» **Excerpt provided**:
▽

But Celladon likes its chances for a few reasons: Older gene therapy techniques used common viruses as the delivery mode to get those genes inside cells, which often failed. Celladon sought out what it thought was a better delivery tool with adeno-associated virus technology from Seattle-based Targeted Genetics, which engineered the viruses so they would be efficient without causing illness. Congestive heart failure was thought to be an ideal testing ground for gene therapy, partly because it’s a serious illness that kills 300,000 people a year, who have few treatment options other than beta-blockers and diuretics. And Celladon’s therapy can be delivered via a direct infusion into the heart, and doesn’t need to circulate effectively through the body—a distribution challenge that has tripped up other gene therapies of the past.

The Celladon program began about five or six years ago, Zsebo says. The concept was to deliver a gene called SERCA2a into heart muscle cells. Once in the heart cells, it produces an enzyme that improves the heart’s ability to pump blood.

Everything is riding on the outcome of this trial for tiny Celladon, which has just five employees. The company raised $2.8 million when I last wrote about the company in September, which essentially was like adding a little gas in the tank so it could drive the car to this vital destination. The company has secured a total of $61 million since it first raised money in 2004, from investors that include Enterprise Partners Venture Capital, Venrock Associates, and Johnson & Johnson Development Corporation.

△

» **Directions**: Write the next part of the Celladon gene therapy article, beginning right after its final sentence. The records have nothing to do with the text.

» **Data**:
▽

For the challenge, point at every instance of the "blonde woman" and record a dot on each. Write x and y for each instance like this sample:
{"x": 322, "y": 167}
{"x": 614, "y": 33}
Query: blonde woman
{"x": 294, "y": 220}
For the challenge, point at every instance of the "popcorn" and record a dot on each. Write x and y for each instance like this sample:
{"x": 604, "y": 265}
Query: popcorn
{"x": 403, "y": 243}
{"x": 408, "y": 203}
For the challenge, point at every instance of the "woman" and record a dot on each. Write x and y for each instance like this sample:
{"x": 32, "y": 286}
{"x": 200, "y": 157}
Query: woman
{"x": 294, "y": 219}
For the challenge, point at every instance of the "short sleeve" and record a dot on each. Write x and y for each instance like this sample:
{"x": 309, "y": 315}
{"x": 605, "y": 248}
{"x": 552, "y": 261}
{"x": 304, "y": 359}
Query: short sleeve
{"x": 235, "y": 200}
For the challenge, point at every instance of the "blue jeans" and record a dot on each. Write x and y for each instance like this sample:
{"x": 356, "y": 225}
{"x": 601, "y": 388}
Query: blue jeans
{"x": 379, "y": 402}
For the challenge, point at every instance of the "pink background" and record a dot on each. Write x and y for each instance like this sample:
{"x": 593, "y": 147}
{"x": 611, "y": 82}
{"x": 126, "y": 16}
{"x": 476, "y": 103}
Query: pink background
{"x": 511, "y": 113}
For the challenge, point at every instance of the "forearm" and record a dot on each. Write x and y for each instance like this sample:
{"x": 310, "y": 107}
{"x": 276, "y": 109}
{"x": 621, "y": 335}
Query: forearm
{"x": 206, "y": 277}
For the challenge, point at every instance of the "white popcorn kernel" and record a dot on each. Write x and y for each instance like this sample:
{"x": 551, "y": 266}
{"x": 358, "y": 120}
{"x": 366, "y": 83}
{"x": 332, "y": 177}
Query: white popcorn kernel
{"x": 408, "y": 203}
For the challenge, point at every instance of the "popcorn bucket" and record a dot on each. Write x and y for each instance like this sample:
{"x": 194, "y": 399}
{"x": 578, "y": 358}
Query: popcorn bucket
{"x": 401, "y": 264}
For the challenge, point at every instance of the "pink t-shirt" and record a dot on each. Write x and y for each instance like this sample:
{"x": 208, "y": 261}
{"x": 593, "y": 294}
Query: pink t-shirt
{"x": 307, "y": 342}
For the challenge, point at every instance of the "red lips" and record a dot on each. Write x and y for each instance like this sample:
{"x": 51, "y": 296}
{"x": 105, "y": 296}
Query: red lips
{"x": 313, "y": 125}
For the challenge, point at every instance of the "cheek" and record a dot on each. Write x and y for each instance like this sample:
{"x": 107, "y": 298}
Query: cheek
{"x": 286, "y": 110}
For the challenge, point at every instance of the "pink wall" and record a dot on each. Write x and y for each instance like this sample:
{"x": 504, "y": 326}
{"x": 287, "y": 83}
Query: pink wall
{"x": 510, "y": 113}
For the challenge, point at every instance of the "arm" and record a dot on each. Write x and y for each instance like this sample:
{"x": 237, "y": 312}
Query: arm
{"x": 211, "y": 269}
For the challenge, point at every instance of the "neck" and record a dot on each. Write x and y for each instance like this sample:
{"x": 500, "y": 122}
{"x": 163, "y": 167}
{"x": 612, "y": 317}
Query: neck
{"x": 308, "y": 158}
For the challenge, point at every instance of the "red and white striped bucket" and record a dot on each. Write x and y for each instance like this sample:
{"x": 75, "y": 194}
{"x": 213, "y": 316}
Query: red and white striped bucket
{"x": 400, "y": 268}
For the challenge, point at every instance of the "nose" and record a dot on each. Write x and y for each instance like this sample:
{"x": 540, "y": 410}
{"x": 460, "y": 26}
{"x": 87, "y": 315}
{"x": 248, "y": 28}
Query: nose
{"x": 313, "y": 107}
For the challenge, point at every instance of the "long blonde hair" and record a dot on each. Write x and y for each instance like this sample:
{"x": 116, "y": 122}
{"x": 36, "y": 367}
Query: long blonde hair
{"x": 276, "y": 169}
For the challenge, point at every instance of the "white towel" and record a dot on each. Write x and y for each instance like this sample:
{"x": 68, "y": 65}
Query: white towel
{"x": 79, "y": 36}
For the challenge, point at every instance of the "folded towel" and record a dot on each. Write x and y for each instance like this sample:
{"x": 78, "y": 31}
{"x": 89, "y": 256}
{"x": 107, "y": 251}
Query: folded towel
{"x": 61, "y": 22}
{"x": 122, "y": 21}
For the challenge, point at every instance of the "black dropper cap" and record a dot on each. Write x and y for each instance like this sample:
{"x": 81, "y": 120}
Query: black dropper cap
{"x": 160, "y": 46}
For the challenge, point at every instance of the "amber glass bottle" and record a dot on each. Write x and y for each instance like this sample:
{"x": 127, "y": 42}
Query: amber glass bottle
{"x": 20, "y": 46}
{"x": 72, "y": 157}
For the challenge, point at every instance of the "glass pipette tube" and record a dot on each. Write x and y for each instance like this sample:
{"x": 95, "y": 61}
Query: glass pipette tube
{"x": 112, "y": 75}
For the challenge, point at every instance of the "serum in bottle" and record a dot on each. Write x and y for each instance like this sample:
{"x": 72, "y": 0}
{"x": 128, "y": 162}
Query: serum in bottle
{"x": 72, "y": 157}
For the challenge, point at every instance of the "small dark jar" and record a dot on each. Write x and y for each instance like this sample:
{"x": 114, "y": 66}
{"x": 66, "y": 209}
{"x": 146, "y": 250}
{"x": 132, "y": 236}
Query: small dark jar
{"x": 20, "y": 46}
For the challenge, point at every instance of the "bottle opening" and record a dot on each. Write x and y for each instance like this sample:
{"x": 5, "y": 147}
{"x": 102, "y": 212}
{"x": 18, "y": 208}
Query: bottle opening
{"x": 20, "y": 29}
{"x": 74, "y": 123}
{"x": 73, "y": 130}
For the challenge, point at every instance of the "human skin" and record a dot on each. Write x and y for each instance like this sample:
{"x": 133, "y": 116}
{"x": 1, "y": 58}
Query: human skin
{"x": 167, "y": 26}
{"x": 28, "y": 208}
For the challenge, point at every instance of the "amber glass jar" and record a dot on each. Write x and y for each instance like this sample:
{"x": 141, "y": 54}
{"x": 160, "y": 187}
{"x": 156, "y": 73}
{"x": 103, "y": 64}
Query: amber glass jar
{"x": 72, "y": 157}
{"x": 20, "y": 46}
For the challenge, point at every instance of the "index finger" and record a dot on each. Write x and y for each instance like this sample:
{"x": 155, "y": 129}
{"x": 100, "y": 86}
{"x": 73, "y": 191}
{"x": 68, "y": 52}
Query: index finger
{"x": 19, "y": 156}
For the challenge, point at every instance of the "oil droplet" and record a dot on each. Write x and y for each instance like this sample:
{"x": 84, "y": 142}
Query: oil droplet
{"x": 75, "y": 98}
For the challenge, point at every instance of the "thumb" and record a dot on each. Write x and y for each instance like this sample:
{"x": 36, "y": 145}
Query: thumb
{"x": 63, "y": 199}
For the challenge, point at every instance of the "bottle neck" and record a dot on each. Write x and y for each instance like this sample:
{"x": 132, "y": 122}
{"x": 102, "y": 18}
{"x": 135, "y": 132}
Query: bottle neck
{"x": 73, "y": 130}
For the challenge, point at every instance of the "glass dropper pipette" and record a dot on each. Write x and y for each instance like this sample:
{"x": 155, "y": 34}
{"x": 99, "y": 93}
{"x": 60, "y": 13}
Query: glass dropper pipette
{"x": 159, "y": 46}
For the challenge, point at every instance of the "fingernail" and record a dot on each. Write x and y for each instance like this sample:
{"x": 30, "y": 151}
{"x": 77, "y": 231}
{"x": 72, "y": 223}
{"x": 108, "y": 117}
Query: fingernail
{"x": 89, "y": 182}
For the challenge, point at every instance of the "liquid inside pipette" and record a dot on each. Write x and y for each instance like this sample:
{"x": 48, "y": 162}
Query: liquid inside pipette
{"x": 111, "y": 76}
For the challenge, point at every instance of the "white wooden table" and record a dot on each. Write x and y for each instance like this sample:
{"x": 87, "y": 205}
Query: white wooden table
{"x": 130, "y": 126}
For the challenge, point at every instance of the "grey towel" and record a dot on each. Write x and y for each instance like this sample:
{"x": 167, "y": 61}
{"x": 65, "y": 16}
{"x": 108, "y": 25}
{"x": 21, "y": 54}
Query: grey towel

△

» **Task result**:
It’s kind of hard to ask about the next steps for Celladon when I can’t even see the data yet, but I asked anyway. The company is considering its options for getting more cash, which it will certainly need to run a pivotal, Phase III clinical trial that the FDA will require before the gene therapy can be sold to patients in the U.S. The options include a partnership, more venture capital, or an acquisition, Zsebo says.

Celladon has a clinical trial designed and is almost ready to approach the FDA and ask for regulators to agree on whether it’s a valid approach for the next phase of trials. The budget of this trial will depend on how many patients the company needs to enroll to satisfy the FDA. Celladon is hoping the agency won’t require huge numbers of patients—which would require more time and money—because it has already cleared a difficult statistical hurdle by showing a benefit in a small group of patients.

“We believe the data we have now are strong enough that we’ll get a priority review,” Zsebo says, meaning the FDA might offer a faster-than-usual six-month review cycle for this drug’s application. The FDA sometimes does that for treatments with life-saving potential.

No matter how much buzz the company generates in the scientific community, such a treatment is still a long way from being commercially available. Celladon hopes the pivotal trial could start sometime in the second quarter of 2011, Zsebo says, and it will require one year of patient follow up. Given how long it might take to fully enroll patients, she didn’t want to guess when the company would be ready to submit an application for FDA approval.

Zsebo, a biochemist by training who previously worked at Cell Genesys and Amgen, has heard every skeptical remark in the book about gene therapy. Can you deliver it efficiently throughout tissues where it needs to go? Can the gene get into cells, and properly express the functional protein? Is it safe?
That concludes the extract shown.